**ABOUT THIS EXERCISE**
Reprint every line of the data, keeping each character intact.
* * *
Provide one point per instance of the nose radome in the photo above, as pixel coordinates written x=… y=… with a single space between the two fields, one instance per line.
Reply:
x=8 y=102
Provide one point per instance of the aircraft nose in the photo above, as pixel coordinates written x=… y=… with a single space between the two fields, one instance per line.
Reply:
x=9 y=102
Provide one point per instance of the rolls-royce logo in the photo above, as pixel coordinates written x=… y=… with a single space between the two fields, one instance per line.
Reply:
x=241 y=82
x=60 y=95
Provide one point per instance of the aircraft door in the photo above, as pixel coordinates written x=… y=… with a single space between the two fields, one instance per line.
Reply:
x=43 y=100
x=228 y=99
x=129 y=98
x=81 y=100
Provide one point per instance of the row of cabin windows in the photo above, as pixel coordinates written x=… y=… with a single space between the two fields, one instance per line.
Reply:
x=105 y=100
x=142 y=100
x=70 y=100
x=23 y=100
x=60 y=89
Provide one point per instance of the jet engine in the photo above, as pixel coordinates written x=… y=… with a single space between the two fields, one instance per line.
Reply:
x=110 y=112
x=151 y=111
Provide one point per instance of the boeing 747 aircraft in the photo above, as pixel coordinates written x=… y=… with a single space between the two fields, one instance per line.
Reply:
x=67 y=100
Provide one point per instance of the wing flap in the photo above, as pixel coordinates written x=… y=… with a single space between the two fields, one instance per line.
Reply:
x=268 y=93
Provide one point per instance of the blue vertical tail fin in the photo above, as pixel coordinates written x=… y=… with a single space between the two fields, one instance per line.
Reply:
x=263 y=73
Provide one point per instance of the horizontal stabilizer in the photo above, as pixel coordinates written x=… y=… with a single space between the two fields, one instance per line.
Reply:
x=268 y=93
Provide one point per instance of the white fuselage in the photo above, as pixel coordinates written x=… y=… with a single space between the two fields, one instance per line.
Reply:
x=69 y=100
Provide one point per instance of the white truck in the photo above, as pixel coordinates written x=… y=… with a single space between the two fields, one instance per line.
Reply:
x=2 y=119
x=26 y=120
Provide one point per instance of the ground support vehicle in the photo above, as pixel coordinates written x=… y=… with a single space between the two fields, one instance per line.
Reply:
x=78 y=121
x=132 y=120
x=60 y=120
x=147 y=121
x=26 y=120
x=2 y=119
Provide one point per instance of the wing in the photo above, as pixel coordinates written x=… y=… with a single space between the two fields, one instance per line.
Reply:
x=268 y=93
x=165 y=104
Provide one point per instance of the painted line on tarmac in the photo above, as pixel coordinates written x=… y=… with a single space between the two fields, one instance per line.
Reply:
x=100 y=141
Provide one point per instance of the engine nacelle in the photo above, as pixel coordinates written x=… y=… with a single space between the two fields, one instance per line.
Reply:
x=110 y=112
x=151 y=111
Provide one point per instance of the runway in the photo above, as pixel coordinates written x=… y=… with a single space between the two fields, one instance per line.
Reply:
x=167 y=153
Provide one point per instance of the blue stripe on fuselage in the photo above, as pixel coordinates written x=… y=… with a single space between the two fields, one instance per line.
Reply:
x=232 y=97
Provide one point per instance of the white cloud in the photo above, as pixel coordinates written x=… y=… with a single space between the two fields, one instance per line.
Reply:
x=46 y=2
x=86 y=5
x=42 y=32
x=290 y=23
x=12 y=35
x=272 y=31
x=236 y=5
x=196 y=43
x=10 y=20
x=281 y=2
* * *
**RESPONSE**
Provide one point per instance of the nose radome in the photo above, as pixel coordinates written x=… y=… with a single space between the two fields, one instance per line.
Reply:
x=8 y=102
Provide one point per instance of the aircraft nose in the photo above, as pixel coordinates written x=… y=… with a single space between the two fields, one instance per line.
Reply:
x=9 y=102
Provide one point per instance of the rolls-royce logo in the photo above, as pixel coordinates written x=… y=… with a single space between the two fields, one instance per line.
Reply:
x=241 y=82
x=60 y=95
Provide one point per instance of the aircraft door in the photo above, as pixel coordinates written x=… y=… with a single space between the two fields, one instance per line.
Reply:
x=43 y=100
x=228 y=99
x=129 y=98
x=81 y=100
Provide one point per instance of the row of cabin windows in the photo above, as pixel coordinates written x=… y=… with a single space between the two fields, one instance per line.
Reply:
x=105 y=100
x=142 y=100
x=70 y=100
x=23 y=100
x=60 y=89
Provide one point per instance of the jet engine in the photo above, as pixel coordinates written x=… y=… with a single space between the two fields, one instance per line.
Reply:
x=110 y=112
x=151 y=111
Provide one point per instance of the boeing 747 aircraft in the photo above, as pixel coordinates written x=… y=… with a single space between the two fields, one instance per line.
Reply:
x=67 y=100
Provide one point per instance of the wing flap in the photo above, as pixel coordinates written x=… y=… with a single space between the two fields, one instance per line.
Reply:
x=268 y=93
Provide one point per instance of the blue vertical tail fin in the photo above, as pixel coordinates written x=… y=… with a single space between the two fields, one instance per line.
Reply:
x=263 y=73
Provide one point per instance of the horizontal stabilizer in the photo above, as pixel coordinates written x=… y=… with a single space between the two fields, one instance per line.
Reply:
x=268 y=93
Provide one point per instance of the white fuselage in the photo above, as pixel coordinates written x=… y=… with a single space between the two fields, one instance per line.
Reply:
x=69 y=100
Provide one point per instance of the white truck in the photo above, as pixel coordinates written x=… y=… with a single space between the two fields, one instance per line.
Reply:
x=2 y=119
x=26 y=120
Provide one point per instance of the ground support vehicle in the photo above, as pixel coordinates written x=… y=… with a single space between the two fields, one instance per line.
Reply:
x=78 y=121
x=132 y=120
x=60 y=120
x=147 y=121
x=26 y=120
x=2 y=119
Provide one point per instance of the wing in the photo above, as pixel coordinates written x=… y=… with a single space between the two fields, one instance per line.
Reply:
x=268 y=93
x=165 y=104
Provide one point per instance of the painted line on tarmac in the photo above, as pixel coordinates written x=… y=… with a single space between the two fields, one instance per line.
Reply:
x=100 y=141
Provide one point per instance of the engine nacelle in the photo above, as pixel coordinates written x=… y=… with a single space between the two fields, one instance per line.
Reply:
x=110 y=112
x=151 y=111
Provide one point per instance of the runway in the photo above, as pixel coordinates written x=… y=… with a single space between the two fields, one instance per line.
Reply:
x=167 y=153
Provide one point per instance of the blue stripe on fuselage in the photo above, as pixel coordinates written x=… y=… with a single space between the two fields, one instance per line.
Reply:
x=232 y=97
Provide one point per instance of the white cloud in the photo above, as pixel coordinates written x=… y=… with a single space between the two fields, one instance per line.
Reply:
x=46 y=2
x=86 y=5
x=42 y=32
x=290 y=23
x=12 y=35
x=272 y=31
x=236 y=5
x=196 y=43
x=10 y=20
x=281 y=2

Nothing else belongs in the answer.